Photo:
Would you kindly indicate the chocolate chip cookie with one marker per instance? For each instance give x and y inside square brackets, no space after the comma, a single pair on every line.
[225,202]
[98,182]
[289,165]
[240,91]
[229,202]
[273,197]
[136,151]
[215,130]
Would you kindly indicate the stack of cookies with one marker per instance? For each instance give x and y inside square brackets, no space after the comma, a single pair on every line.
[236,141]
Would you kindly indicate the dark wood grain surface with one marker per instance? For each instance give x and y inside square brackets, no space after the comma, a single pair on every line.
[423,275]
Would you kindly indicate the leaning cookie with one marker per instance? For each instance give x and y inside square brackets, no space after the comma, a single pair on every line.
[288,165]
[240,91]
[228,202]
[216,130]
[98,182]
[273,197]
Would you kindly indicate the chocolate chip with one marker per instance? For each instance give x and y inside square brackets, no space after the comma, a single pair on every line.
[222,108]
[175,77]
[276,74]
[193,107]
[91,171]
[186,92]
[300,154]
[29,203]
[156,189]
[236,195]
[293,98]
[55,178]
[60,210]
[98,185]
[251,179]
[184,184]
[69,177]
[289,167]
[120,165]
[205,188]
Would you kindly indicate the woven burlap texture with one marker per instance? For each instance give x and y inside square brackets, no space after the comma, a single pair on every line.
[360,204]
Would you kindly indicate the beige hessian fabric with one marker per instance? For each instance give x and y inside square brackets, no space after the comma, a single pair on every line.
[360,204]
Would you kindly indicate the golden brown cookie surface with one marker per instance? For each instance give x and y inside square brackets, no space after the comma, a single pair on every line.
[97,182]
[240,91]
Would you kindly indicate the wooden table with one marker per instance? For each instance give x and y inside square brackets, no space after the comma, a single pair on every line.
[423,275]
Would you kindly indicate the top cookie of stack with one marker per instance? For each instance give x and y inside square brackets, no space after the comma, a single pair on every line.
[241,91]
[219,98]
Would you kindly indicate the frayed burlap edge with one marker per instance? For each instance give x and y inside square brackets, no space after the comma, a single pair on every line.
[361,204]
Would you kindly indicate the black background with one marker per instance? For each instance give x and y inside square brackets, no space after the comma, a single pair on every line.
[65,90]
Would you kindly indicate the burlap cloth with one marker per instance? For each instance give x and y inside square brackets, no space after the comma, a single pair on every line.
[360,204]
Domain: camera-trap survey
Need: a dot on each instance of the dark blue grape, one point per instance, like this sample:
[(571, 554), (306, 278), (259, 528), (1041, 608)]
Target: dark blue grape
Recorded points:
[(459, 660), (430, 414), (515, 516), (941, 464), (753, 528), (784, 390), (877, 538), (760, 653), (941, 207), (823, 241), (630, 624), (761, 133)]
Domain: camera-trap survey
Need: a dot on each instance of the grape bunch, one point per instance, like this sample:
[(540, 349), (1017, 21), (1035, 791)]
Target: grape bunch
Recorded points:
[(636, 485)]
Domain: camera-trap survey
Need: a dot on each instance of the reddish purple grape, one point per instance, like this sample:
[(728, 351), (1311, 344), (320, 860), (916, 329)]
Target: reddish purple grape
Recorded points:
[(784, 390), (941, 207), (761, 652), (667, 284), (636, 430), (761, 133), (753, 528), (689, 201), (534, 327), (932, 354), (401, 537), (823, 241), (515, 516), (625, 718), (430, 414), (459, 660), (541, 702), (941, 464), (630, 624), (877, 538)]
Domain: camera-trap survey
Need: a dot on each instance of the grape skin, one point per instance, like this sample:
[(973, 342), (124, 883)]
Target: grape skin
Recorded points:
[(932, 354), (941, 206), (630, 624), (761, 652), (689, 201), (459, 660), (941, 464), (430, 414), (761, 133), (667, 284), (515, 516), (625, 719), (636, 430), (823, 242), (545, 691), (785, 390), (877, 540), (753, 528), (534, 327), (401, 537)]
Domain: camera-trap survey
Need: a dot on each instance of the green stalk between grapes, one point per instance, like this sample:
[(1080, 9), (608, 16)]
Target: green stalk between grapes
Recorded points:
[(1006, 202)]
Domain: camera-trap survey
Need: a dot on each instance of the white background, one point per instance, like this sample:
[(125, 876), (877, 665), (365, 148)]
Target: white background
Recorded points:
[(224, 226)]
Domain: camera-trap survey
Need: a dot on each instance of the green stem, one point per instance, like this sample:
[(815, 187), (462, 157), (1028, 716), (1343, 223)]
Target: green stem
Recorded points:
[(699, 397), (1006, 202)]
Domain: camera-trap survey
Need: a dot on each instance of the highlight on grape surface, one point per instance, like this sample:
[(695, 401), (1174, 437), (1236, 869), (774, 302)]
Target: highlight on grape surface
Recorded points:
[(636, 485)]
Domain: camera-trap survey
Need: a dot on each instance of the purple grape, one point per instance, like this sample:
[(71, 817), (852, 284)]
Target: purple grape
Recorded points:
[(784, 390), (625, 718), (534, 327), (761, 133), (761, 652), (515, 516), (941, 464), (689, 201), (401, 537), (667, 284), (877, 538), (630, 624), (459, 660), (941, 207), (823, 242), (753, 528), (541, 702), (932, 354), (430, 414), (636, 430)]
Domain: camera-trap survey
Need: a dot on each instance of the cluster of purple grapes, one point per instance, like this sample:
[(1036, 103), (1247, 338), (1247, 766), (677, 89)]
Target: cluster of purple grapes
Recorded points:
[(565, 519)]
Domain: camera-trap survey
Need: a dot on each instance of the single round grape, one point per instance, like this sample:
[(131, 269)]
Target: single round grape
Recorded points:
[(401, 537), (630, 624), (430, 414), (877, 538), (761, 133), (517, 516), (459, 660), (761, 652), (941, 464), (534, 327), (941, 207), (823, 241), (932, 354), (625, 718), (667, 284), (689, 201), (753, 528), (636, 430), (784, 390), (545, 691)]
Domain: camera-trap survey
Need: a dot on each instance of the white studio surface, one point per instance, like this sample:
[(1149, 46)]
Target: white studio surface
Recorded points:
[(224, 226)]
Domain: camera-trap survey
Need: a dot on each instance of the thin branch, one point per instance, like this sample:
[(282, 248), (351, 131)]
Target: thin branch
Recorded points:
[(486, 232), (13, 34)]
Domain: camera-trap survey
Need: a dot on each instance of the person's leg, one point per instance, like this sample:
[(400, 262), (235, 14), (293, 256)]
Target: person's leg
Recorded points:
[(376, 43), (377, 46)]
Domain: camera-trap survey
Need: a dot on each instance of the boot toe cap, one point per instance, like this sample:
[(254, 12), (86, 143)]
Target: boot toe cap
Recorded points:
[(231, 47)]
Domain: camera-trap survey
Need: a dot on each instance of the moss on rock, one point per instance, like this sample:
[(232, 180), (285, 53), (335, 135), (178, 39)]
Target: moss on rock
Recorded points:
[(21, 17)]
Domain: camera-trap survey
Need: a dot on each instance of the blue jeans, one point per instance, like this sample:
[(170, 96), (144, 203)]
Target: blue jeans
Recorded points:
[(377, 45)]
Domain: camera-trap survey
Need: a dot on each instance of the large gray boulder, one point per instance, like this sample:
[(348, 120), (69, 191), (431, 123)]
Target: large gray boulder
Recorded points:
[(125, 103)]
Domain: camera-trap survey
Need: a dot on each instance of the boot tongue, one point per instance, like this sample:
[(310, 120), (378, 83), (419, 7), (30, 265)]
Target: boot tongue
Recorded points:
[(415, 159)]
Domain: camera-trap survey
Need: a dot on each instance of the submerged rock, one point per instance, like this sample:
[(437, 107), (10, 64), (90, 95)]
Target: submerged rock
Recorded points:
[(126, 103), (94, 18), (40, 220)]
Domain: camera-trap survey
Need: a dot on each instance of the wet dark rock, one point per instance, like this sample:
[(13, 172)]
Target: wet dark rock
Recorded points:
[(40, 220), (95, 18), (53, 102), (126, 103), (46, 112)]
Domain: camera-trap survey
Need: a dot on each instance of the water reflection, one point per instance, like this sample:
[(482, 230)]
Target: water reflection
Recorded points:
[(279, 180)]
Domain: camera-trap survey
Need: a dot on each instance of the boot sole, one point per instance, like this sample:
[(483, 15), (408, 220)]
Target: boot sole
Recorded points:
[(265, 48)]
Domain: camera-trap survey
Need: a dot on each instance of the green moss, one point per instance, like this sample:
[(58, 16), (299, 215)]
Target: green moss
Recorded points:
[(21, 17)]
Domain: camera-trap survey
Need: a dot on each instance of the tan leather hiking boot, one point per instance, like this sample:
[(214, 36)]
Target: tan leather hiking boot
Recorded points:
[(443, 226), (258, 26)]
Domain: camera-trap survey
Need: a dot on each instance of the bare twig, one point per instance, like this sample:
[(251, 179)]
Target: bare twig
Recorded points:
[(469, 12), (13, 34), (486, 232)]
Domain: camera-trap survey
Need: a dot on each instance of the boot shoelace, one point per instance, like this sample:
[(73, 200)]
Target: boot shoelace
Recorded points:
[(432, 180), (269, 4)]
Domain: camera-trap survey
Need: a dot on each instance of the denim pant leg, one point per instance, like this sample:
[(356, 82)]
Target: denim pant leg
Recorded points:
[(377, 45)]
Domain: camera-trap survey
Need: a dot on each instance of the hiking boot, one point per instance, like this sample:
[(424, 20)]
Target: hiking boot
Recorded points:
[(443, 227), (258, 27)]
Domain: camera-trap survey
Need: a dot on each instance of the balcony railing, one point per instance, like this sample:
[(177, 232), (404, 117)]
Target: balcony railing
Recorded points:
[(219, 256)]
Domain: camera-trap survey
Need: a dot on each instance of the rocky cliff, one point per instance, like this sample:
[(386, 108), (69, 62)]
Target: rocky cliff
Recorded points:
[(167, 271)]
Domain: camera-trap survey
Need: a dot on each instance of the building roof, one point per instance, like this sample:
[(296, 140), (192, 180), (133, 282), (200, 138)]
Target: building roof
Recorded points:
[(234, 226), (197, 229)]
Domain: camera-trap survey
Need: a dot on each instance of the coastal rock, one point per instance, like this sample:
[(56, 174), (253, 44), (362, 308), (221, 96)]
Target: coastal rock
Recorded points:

— WHAT IS BEING ASKED —
Which of the lines above carry the string "highlight"? Pick them out and copy them.

— ANSWER TO THE PROBLEM —
Need: a dot on each instance of the highlight on grape surface, one point per instance, like this sample:
Target: highlight on grape surface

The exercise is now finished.